> _TASK_:
The records below are to be quoted in full; please keep every word exact.

Dataset records about object locations

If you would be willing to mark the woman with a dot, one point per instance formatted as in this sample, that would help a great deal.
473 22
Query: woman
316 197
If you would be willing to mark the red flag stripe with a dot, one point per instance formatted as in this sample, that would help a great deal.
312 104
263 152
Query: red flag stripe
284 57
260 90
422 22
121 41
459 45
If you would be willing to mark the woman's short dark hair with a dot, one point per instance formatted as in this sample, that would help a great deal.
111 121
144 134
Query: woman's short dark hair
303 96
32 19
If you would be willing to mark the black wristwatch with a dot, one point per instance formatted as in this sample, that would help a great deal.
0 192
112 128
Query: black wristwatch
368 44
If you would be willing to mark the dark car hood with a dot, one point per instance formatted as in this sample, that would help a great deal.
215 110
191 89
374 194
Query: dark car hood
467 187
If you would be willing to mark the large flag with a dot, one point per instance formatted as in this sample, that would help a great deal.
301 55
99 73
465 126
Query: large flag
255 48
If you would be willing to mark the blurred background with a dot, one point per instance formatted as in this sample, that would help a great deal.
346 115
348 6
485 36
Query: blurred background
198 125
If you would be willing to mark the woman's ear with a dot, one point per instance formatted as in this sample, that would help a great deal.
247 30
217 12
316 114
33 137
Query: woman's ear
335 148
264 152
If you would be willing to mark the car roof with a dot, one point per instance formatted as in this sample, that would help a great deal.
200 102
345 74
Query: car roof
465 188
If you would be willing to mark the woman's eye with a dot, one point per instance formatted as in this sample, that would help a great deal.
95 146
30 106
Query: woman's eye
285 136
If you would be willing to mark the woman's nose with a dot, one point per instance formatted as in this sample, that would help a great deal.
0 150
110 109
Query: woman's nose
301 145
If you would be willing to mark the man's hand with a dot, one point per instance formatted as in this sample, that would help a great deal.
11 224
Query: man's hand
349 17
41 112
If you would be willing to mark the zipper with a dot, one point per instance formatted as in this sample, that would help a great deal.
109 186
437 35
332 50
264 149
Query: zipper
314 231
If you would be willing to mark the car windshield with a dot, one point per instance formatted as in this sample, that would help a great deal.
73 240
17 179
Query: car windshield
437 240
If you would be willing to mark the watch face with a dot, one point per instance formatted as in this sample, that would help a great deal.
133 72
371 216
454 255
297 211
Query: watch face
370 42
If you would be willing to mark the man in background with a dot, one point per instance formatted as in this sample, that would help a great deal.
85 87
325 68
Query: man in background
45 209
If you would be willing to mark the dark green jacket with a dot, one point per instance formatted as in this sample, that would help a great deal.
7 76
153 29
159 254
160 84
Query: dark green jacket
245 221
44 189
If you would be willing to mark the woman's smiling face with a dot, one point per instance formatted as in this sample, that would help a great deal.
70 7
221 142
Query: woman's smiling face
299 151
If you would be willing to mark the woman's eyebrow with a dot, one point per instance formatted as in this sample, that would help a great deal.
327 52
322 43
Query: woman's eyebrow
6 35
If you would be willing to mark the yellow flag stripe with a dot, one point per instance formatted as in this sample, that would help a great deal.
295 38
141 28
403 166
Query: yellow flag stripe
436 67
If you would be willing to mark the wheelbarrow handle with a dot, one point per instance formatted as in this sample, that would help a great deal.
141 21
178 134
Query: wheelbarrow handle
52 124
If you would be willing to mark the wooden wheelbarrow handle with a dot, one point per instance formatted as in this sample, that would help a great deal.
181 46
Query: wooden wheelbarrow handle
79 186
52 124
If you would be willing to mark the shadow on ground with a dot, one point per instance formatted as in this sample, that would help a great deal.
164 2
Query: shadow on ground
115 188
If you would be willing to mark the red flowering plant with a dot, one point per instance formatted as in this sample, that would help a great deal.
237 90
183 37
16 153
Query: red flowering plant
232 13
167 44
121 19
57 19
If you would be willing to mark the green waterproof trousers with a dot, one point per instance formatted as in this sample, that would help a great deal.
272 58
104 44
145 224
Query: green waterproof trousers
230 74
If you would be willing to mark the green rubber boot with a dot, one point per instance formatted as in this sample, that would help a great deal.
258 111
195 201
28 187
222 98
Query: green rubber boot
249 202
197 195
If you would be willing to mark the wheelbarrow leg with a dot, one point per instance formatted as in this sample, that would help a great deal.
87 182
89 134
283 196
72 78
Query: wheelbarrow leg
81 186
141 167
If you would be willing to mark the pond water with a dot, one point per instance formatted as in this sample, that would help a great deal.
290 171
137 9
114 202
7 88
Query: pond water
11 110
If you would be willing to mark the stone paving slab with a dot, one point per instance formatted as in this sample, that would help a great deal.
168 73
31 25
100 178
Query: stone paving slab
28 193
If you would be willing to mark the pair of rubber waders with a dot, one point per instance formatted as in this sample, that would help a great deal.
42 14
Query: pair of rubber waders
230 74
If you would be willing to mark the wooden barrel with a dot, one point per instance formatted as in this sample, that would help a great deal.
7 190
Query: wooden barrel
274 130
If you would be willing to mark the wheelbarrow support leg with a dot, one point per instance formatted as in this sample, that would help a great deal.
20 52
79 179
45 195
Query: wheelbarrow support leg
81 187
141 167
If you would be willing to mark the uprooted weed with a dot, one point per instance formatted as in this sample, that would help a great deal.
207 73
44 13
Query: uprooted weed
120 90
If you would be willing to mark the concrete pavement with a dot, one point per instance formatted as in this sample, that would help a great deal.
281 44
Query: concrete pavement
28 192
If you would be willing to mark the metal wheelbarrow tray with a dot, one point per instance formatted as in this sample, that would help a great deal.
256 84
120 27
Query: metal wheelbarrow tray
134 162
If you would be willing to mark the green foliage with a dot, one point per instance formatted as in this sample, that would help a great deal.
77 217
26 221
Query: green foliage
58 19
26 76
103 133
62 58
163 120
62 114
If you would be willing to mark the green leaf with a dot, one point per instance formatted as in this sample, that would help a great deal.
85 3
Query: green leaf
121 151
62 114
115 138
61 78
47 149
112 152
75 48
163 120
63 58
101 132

> _EXERCISE SOLUTION_:
If you would be willing to mark the woman with a dot, one point per instance formatted as in this sample, that would help a great deal.
473 22
Query: woman
316 197
If you would be willing to mark the red flag stripe with a dot, one point per instance formatted as in this sample, that would help a great deal.
312 104
263 152
Query: red flag stripe
284 57
260 90
422 22
121 41
459 45
If you would be willing to mark the woman's short dark hair with a dot, one point per instance formatted as in this sample, that would help a great deal.
111 121
144 134
Query: woman's short dark hair
303 96
32 19
If you would be willing to mark the black wristwatch with a dot, one point per instance formatted as in this sample, that would help a great deal.
0 192
112 128
Query: black wristwatch
368 44
If you would be willing to mark the dark car hood with a dot, one point per instance formatted as in this sample, that would help a great deal.
215 110
191 89
374 194
Query: dark car hood
467 187
If you would be willing to mark the large flag with a dot, one point per instance formatted as in this sample, that would help a great deal.
301 55
99 73
465 126
Query: large flag
255 48
If you would be willing to mark the blurred background with a dot, one point per instance formatted as in this sample, that would help a great deal.
346 115
348 6
485 36
Query: blurred background
198 125
If you would be willing to mark the woman's ear with a dot, one point per instance formatted as in this sample, that would help a great deal.
247 30
217 12
316 114
33 137
Query: woman's ear
335 148
264 152
If you would be willing to mark the car roof with a dot, one point per instance formatted as in this sample, that would help a great deal.
200 102
345 74
Query: car roof
465 188
If you would be willing to mark the woman's eye with a dot, one point per instance formatted as in this sample, that would help a great deal.
95 146
30 106
Query: woman's eye
285 136
If you would be willing to mark the woman's nose with a dot, one point per instance formatted as in this sample, that would help a great deal.
0 150
110 109
Query: woman's nose
301 145
If you would be willing to mark the man's hand with a dot, one point per instance formatted as in this sample, that would help a great deal.
11 224
Query: man's hand
349 17
41 112
If you would be willing to mark the zipper with a dot, one point per instance formatted as in this sample, that would help a great deal.
109 186
437 35
332 50
264 149
Query: zipper
314 231
If you would be willing to mark the car windshield with a dot, one point per instance formatted as in this sample, that would help a great deal.
73 240
17 179
Query: car windshield
437 240
If you would be willing to mark the watch face with a dot, one point per instance formatted as in this sample, that would help a great deal.
133 72
371 216
454 255
297 211
Query: watch face
370 42
If you would be willing to mark the man in background with a dot, one point per instance formatted as in this sample, that would help a great deal.
85 87
325 68
Query: man in background
45 209
If you would be willing to mark the dark green jacket with a dot, one point per instance formatted as in this sample, that would help a great deal.
7 76
153 29
159 254
160 84
Query: dark green jacket
245 221
44 189
If you would be willing to mark the woman's smiling face with a dot, one point per instance formatted as in this sample, that would help a great deal.
70 7
221 142
Query: woman's smiling face
299 151
If you would be willing to mark the woman's eyebrow with a dot, one point per instance formatted as in this sample, that would help a great deal.
327 52
322 43
Query: woman's eyebrow
6 35
If you would be willing to mark the yellow flag stripe with a dot, one point per instance formatted as in this sample, that would help a great deal.
295 38
141 28
403 166
Query: yellow flag stripe
436 67
If you would be willing to mark the wheelbarrow handle with a dot, one point per instance formatted as in this sample, that would help a great deal.
141 21
178 134
Query: wheelbarrow handle
52 124
If you would be willing to mark the wooden wheelbarrow handle with a dot, one point per instance formatted as in this sample, that would help a great deal.
181 46
Query: wooden wheelbarrow handle
79 186
52 124
If you would be willing to mark the shadow on ground with a dot, one point per instance formatted as in this sample, that would help a great deal.
164 2
Query: shadow on ground
115 188
If you would be willing to mark the red flowering plant with a dot, one point per instance formatted as in this sample, that would help a great deal.
237 90
183 37
16 153
Query: red flowering plant
232 13
167 44
121 19
57 19
If you would be willing to mark the green waterproof trousers with a dot, one point per instance formatted as in this sample, that would help a great deal.
272 58
104 44
145 224
Query: green waterproof trousers
230 74
If you would be willing to mark the green rubber boot with a dot, one point per instance formatted as in this sample, that would help a great deal.
258 111
195 201
28 187
222 98
Query: green rubber boot
249 202
197 195
If you would be willing to mark the wheelbarrow leg with a dot, one point per instance formatted as in this sample, that would help a great deal.
87 182
89 134
283 196
72 78
Query: wheelbarrow leg
81 186
141 167
If you would be willing to mark the pond water with a dot, one point per instance formatted as in this sample, that would help a great deal.
290 171
137 9
114 202
7 88
Query: pond water
11 110
If you would be willing to mark the stone paving slab with a dot, one point per instance formatted as in this sample, that would help a great deal.
168 73
31 25
100 178
Query: stone paving slab
28 193
If you would be willing to mark the pair of rubber waders with a dot, one point per instance formatted as in this sample, that would help a great deal.
42 14
Query: pair of rubber waders
230 74
If you would be willing to mark the wooden barrel with a dot, one point per instance formatted as in this sample, that would help a great deal.
7 190
Query: wooden barrel
274 130
If you would be willing to mark the wheelbarrow support leg with a dot, one point per instance formatted as in this sample, that would help a great deal.
20 52
79 179
45 195
Query: wheelbarrow support leg
81 187
141 167
If you would be willing to mark the uprooted weed with a dot, one point per instance formatted as in this sample, that would help a great deal.
207 73
44 13
Query: uprooted weed
120 90
If you would be willing to mark the concrete pavement with a dot, one point per instance formatted as in this sample, that would help a great deal.
281 44
Query: concrete pavement
28 192
If you would be willing to mark the metal wheelbarrow tray with a dot, one point per instance formatted as in this sample, that would help a great deal.
256 84
120 27
Query: metal wheelbarrow tray
134 162
If you would be willing to mark the green foliage with a dot, one point per instance formatted as in this sample, that would help a great deal.
77 217
26 221
Query: green foliage
58 19
26 76
103 133
62 58
163 120
62 114
If you would be willing to mark the green leaf with a dot, one point per instance formatted as in this sample, that would help a great deal.
85 3
Query: green leaf
121 151
62 114
115 138
61 78
47 149
112 152
75 48
163 120
63 58
101 132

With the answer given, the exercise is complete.